**Source passage:**
'''

Accelerate

23Apr18

TL;DR

Accelerate is now my top book recommendation for people looking for practical guidance on how to do DevOps. It’s a quick read, actionable, and data driven.

Background

I’ve previously recommended the following books for DevOps:

  • The Phoenix Project – Gene Kim’s respin of The Goal is an approachable tale of how manufacturing practices can be applied to IT to get the ‘three DevOps ways’ of flow, feedback and continuous learning by experimentation. It’s very accessible, but also leaves much to the reader’s interpretation.
  • The DevOps Handbook – is a much more of a practitioner’s guide, what to do (and what not to do) with copious case studies to illustrate things that have worked well for others.
  • The SRE Book – explains how Google do DevOps, which they call Site Reliability Engineering (SRE). The SRE prescription seems to have worked in many places beyond Google (usually at the hands of Xooglers), so if you’re happy to follow a strict prescription this is a known working approach[1].

I’ve also been a big fan of the annual State of DevOps Reports emerging from DevOps Research and Assessment (DORA) that have been sponsored by Puppet Labs, as they took a very data rich approach to the impact and potential of DevOps practices.

Bringing it all together

Accelerate is another practitioner’s guide like The DevOps Handbook, but it’s much shorter, and replaces case studies with analysis of the data that fueled the State of DevOps Reports. It’s more suitable as a senior leader’s guide – explaining the why and what, whilst the DevOps Handbook is better fitted to mid level managers who want to know how.

'''

**Problems to work on:**
[1] Translate this sentence from the Accelerate review into Spanish: "Accelerate is now my top book recommendation for people looking for practical guidance on how to do DevOps."
[2] Answer these questions using the Accelerate review:
(a) Which book is described as Gene Kim's respin of The Goal?
(b) What name does Google give to its way of doing DevOps?
(c) Which company sponsored the annual State of DevOps Reports?
[3] Write the next part of the Accelerate review, continuing after its final sentence.
The data that follow come from a separate source and are unrelated to the Accelerate review.

[Data from a collection]
'''

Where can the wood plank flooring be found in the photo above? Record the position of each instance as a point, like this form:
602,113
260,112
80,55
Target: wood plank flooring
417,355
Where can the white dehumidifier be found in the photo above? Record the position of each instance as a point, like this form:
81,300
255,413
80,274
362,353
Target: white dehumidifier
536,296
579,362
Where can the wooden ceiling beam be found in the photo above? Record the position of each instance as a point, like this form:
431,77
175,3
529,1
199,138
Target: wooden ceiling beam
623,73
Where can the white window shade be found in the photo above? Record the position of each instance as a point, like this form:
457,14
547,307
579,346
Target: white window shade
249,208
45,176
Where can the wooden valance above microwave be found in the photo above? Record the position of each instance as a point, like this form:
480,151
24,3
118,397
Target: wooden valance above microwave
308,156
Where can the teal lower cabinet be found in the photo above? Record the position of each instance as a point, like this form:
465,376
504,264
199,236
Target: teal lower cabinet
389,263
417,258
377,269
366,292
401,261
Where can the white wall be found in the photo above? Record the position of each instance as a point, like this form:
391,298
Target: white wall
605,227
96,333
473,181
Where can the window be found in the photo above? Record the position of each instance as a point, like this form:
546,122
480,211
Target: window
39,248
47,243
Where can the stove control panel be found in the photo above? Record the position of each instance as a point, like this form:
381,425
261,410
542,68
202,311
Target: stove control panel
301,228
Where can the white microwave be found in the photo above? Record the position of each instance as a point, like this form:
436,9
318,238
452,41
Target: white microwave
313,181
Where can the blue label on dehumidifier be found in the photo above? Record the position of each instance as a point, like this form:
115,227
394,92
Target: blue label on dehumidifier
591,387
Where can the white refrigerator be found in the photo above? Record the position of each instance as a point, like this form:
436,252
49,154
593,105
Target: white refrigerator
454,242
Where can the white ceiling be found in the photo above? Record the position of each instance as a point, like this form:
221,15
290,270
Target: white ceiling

'''

**Replies:**
[1] Accelerate es ahora mi principal recomendación de libro para quienes buscan orientación práctica sobre cómo hacer DevOps.

[2]
(a) The Phoenix Project
(b) Site Reliability Engineering (SRE)
(c) Puppet Labs

[3]
If you’ve been fortunate enough to hear Nicole, Jez and Gene speak at conferences over the past few years you won’t find anything groundbreaking in Accelerate – it’s very much the almanac of what they’ve been saying for some time; but it spares you having to synthesise the guidance for yourself as it’s all clear, concise and consistent in one place.

Roughly half of the book is spend explaining their homework on the data that drove the process. Showing their working I think is necessary to the credibility of what’s being presented, but it need not be read and understood in detail if you just want to get on with it.

Conclusion

If you’re going to read one book about DevOps this is the one.

Update

Jez and Nicole were interviewed on the a16z Podcast: Feedback Loops — Company Culture, Change, and DevOps, which provides a great overview of the Accelerate material.

Note

[1] It’s also worth noting that Google have worked with some of their cloud customers to create Customer Reliability Engineering (CRE), which breaks through the normal shared responsibility line for a cloud service provider.